**Exercise description**
Filter out all lines without the word "hair" from the data below, please, and copy the rest.

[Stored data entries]
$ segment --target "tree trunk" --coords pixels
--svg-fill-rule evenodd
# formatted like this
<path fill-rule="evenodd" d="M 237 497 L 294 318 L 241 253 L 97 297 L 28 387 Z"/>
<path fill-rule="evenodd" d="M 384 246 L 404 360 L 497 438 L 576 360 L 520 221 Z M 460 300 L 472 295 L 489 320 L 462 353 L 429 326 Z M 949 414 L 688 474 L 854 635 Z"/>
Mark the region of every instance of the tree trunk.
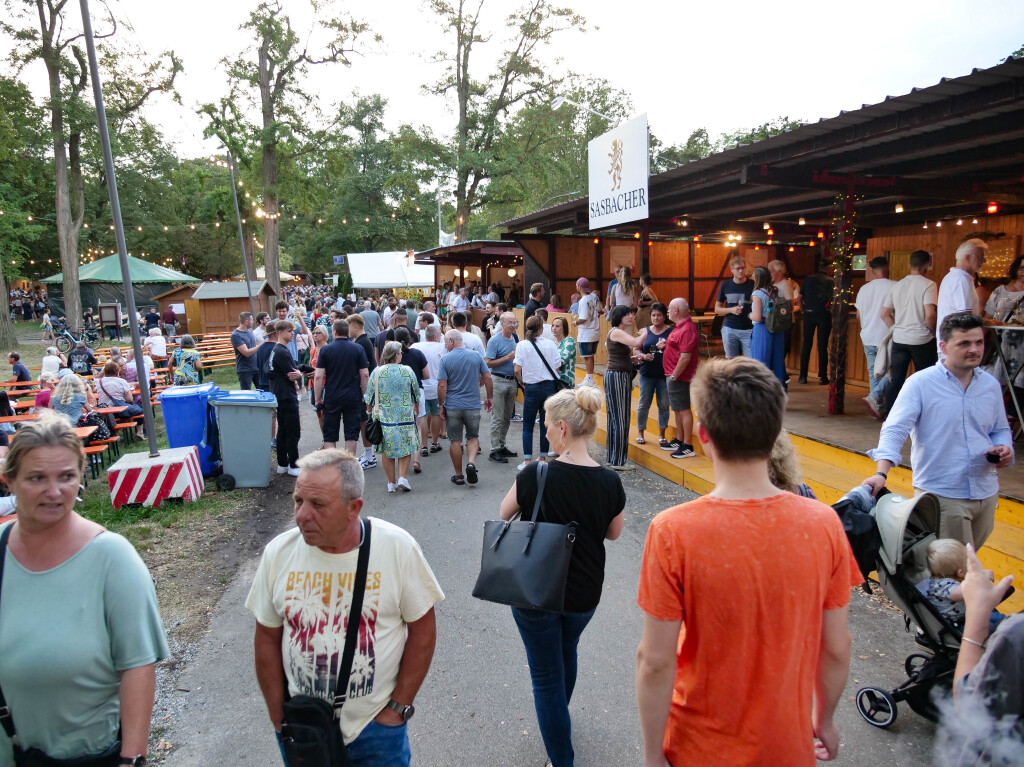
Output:
<path fill-rule="evenodd" d="M 53 29 L 39 6 L 42 59 L 50 86 L 50 133 L 53 138 L 54 210 L 57 217 L 57 244 L 63 273 L 64 316 L 69 327 L 82 322 L 82 298 L 78 287 L 78 229 L 71 214 L 71 189 L 68 181 L 68 155 L 64 143 L 64 100 L 60 90 L 60 56 L 53 49 Z"/>
<path fill-rule="evenodd" d="M 0 296 L 6 295 L 7 280 L 4 279 L 3 270 L 0 270 Z M 14 332 L 14 323 L 11 322 L 11 312 L 9 310 L 0 311 L 0 347 L 4 349 L 16 349 L 18 347 L 18 336 Z"/>
<path fill-rule="evenodd" d="M 465 242 L 468 239 L 469 230 L 469 203 L 465 197 L 460 197 L 455 203 L 455 241 Z"/>
<path fill-rule="evenodd" d="M 280 229 L 278 228 L 277 211 L 280 207 L 277 198 L 277 144 L 263 147 L 263 204 L 266 216 L 263 218 L 263 263 L 267 270 L 267 284 L 277 294 L 278 299 L 284 298 L 281 293 L 281 256 L 278 250 Z"/>

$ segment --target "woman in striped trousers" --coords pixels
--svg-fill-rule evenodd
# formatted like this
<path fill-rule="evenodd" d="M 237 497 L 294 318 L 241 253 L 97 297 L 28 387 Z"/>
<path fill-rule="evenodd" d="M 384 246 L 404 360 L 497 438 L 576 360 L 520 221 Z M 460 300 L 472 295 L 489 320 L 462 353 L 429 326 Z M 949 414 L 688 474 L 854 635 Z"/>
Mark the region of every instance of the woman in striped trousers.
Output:
<path fill-rule="evenodd" d="M 633 393 L 633 350 L 640 348 L 640 339 L 633 336 L 633 315 L 630 306 L 616 306 L 608 316 L 612 329 L 605 339 L 608 368 L 604 374 L 605 402 L 608 406 L 608 465 L 622 471 L 626 468 L 629 447 L 630 397 Z"/>

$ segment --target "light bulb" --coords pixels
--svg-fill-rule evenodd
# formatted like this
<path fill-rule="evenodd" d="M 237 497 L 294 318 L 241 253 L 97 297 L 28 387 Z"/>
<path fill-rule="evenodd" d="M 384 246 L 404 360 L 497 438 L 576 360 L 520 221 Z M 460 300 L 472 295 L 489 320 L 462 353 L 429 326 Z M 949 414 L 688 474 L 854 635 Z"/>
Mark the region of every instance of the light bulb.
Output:
<path fill-rule="evenodd" d="M 897 213 L 902 213 L 903 212 L 903 203 L 902 202 L 896 203 L 896 212 Z"/>
<path fill-rule="evenodd" d="M 800 219 L 797 221 L 797 223 L 800 226 L 806 226 L 807 225 L 807 219 L 805 219 L 803 216 L 800 216 Z"/>

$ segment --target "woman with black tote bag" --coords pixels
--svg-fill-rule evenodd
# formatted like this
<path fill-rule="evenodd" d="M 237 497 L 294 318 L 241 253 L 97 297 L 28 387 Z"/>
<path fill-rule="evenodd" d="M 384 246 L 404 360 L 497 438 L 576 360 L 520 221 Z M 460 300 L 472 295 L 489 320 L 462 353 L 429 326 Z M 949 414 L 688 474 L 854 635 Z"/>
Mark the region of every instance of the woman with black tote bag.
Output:
<path fill-rule="evenodd" d="M 565 389 L 544 403 L 547 438 L 559 457 L 548 463 L 537 521 L 576 525 L 562 612 L 512 608 L 526 647 L 544 747 L 553 767 L 573 767 L 569 701 L 576 684 L 576 647 L 594 616 L 604 584 L 605 540 L 622 533 L 626 494 L 619 476 L 590 457 L 587 440 L 597 427 L 604 397 L 600 389 Z M 501 502 L 501 518 L 533 513 L 537 463 L 516 477 Z"/>

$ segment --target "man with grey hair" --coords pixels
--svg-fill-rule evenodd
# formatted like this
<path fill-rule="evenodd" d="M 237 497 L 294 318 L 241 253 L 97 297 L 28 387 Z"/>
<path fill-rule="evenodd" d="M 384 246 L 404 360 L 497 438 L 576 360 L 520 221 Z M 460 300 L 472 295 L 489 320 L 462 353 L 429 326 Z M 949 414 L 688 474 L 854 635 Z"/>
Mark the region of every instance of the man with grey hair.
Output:
<path fill-rule="evenodd" d="M 363 330 L 366 332 L 366 337 L 372 341 L 380 332 L 380 315 L 373 310 L 373 301 L 367 299 L 363 302 L 363 310 L 359 312 L 359 316 L 363 318 Z"/>
<path fill-rule="evenodd" d="M 484 409 L 488 412 L 493 404 L 494 387 L 491 374 L 484 364 L 484 358 L 470 351 L 462 344 L 462 333 L 452 328 L 444 334 L 444 345 L 448 353 L 441 358 L 437 371 L 437 403 L 441 417 L 448 425 L 450 446 L 448 454 L 452 459 L 455 474 L 452 482 L 456 485 L 475 485 L 477 482 L 476 457 L 480 452 L 480 386 L 487 390 Z M 462 435 L 465 430 L 466 474 L 462 473 Z"/>
<path fill-rule="evenodd" d="M 299 467 L 296 527 L 267 544 L 245 602 L 256 618 L 256 679 L 270 723 L 280 741 L 287 697 L 333 700 L 358 588 L 360 641 L 341 685 L 348 764 L 376 767 L 386 754 L 388 765 L 404 767 L 407 723 L 434 656 L 434 605 L 444 593 L 409 533 L 360 516 L 363 470 L 350 453 L 319 450 Z M 356 583 L 364 549 L 367 578 Z"/>
<path fill-rule="evenodd" d="M 668 318 L 675 327 L 664 343 L 661 361 L 668 387 L 668 406 L 676 421 L 676 438 L 663 450 L 672 450 L 672 458 L 692 458 L 693 413 L 690 412 L 690 382 L 697 373 L 700 333 L 690 318 L 690 304 L 685 298 L 673 298 L 668 304 Z"/>
<path fill-rule="evenodd" d="M 491 453 L 490 459 L 495 463 L 508 463 L 518 453 L 509 450 L 505 444 L 508 426 L 516 408 L 516 393 L 519 384 L 516 382 L 515 365 L 516 344 L 519 337 L 516 328 L 519 319 L 512 312 L 505 312 L 499 321 L 499 331 L 487 342 L 487 353 L 484 362 L 494 378 L 494 410 L 491 412 Z"/>
<path fill-rule="evenodd" d="M 936 307 L 935 327 L 941 328 L 947 315 L 957 312 L 970 312 L 981 316 L 981 302 L 974 289 L 974 278 L 985 265 L 985 251 L 988 245 L 984 240 L 972 237 L 960 243 L 956 249 L 956 266 L 949 270 L 939 283 L 939 302 Z M 936 345 L 942 343 L 936 337 Z M 939 354 L 941 355 L 941 348 Z"/>

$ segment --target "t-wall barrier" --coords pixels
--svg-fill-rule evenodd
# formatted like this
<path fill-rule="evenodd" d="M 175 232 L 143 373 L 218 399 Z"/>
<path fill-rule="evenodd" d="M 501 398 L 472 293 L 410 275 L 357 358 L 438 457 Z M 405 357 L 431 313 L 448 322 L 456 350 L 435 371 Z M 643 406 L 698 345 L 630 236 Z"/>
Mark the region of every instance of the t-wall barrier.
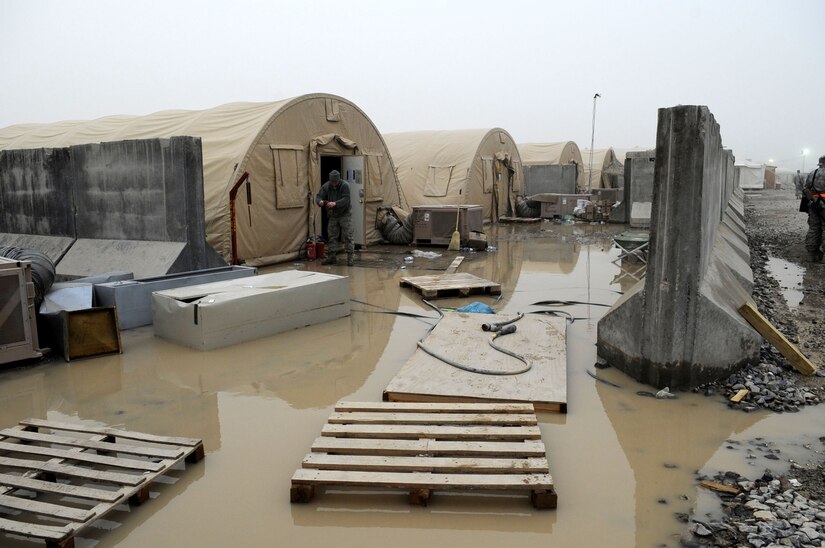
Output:
<path fill-rule="evenodd" d="M 598 324 L 598 352 L 633 378 L 684 389 L 759 356 L 739 315 L 753 274 L 733 155 L 705 106 L 659 109 L 646 277 Z"/>

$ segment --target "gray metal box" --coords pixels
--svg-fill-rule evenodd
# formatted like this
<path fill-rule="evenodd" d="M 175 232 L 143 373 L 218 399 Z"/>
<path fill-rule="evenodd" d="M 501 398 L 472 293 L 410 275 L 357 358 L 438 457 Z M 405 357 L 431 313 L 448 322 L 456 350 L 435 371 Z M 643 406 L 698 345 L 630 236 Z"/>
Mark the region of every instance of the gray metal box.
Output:
<path fill-rule="evenodd" d="M 120 329 L 132 329 L 152 323 L 152 293 L 190 285 L 254 276 L 257 269 L 248 266 L 222 266 L 179 272 L 165 276 L 95 284 L 97 306 L 117 306 Z"/>

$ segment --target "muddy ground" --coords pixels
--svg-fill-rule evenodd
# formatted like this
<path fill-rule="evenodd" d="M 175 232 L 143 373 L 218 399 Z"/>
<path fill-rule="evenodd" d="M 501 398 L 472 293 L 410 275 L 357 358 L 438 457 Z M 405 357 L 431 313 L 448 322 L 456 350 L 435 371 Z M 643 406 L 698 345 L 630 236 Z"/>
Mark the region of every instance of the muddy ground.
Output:
<path fill-rule="evenodd" d="M 825 367 L 825 264 L 807 261 L 803 239 L 807 215 L 798 212 L 799 200 L 792 191 L 765 190 L 748 195 L 746 221 L 754 274 L 754 300 L 762 313 L 819 368 Z M 793 372 L 787 360 L 768 345 L 762 349 L 764 367 L 780 367 L 777 373 L 790 379 L 819 403 L 825 386 L 822 376 Z M 722 392 L 730 395 L 730 383 Z M 736 406 L 737 408 L 742 406 Z M 762 406 L 766 407 L 766 406 Z M 781 410 L 781 409 L 780 409 Z M 820 431 L 825 434 L 825 427 Z M 728 440 L 736 450 L 742 442 Z M 694 512 L 681 544 L 683 546 L 822 546 L 825 545 L 825 436 L 802 443 L 804 460 L 783 455 L 784 446 L 771 437 L 747 440 L 748 459 L 758 456 L 788 463 L 780 473 L 757 469 L 740 475 L 719 471 L 699 475 L 739 491 L 716 491 L 722 519 L 706 519 Z M 761 455 L 760 455 L 761 453 Z"/>

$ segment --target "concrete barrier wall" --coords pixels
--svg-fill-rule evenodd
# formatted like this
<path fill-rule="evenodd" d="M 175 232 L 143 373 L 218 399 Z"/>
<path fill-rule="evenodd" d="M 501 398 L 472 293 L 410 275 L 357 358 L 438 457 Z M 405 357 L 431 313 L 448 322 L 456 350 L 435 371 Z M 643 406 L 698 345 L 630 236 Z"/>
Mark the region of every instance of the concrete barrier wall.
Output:
<path fill-rule="evenodd" d="M 653 204 L 653 171 L 656 151 L 628 152 L 625 157 L 627 222 L 633 228 L 648 228 Z"/>
<path fill-rule="evenodd" d="M 702 106 L 659 110 L 645 279 L 599 321 L 599 354 L 657 387 L 688 388 L 759 356 L 739 315 L 753 277 L 730 151 Z"/>
<path fill-rule="evenodd" d="M 0 241 L 53 248 L 63 277 L 224 264 L 205 240 L 199 138 L 0 151 L 0 184 Z"/>

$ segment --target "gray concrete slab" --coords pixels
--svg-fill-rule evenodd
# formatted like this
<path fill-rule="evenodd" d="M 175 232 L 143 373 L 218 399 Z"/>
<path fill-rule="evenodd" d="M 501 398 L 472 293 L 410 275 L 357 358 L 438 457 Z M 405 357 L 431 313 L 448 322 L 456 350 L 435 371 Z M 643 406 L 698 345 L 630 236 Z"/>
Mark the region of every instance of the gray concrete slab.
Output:
<path fill-rule="evenodd" d="M 172 269 L 184 251 L 184 242 L 79 239 L 57 265 L 61 279 L 111 272 L 133 272 L 137 278 L 160 276 Z"/>
<path fill-rule="evenodd" d="M 74 238 L 66 236 L 39 236 L 37 234 L 0 232 L 0 245 L 34 249 L 45 253 L 55 264 L 63 258 L 63 255 L 72 247 L 73 243 Z"/>

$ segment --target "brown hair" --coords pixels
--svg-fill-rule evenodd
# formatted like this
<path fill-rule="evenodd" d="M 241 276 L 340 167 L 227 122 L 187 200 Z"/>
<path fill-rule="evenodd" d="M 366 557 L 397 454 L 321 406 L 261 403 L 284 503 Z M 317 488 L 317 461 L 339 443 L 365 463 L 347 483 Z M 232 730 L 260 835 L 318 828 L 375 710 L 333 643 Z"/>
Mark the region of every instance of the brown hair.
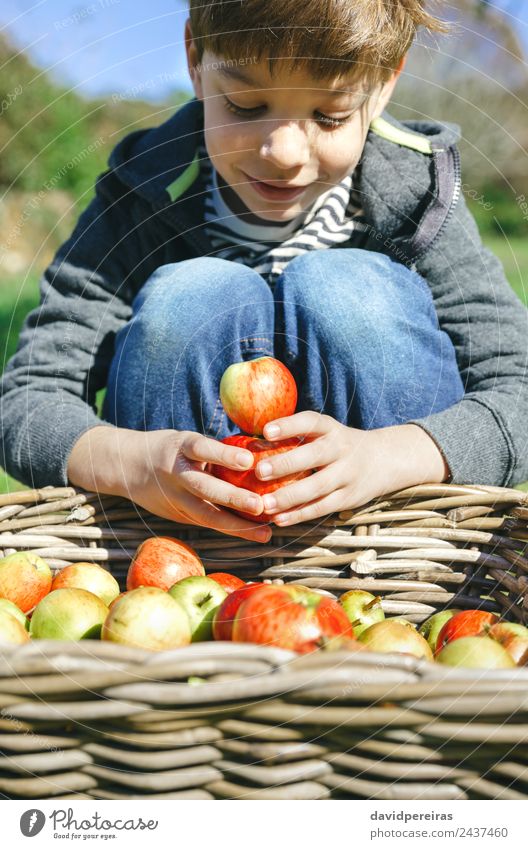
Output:
<path fill-rule="evenodd" d="M 372 85 L 399 66 L 418 27 L 447 32 L 424 0 L 190 0 L 199 60 L 205 50 L 234 63 L 268 59 L 312 78 L 342 76 Z M 247 62 L 249 64 L 249 61 Z"/>

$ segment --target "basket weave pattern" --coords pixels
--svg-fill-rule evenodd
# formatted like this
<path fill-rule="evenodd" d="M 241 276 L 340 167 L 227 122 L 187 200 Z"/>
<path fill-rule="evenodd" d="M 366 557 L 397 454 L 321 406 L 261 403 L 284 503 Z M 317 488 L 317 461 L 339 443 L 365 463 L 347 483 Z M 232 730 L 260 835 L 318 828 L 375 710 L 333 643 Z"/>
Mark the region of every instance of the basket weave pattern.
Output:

**Expected answer**
$ segment --target "man with grey hair" --coords pixels
Mark the region of every instance of the man with grey hair.
$ segment --target "brown hair" --coords pixels
Mark the region of every instance of the brown hair.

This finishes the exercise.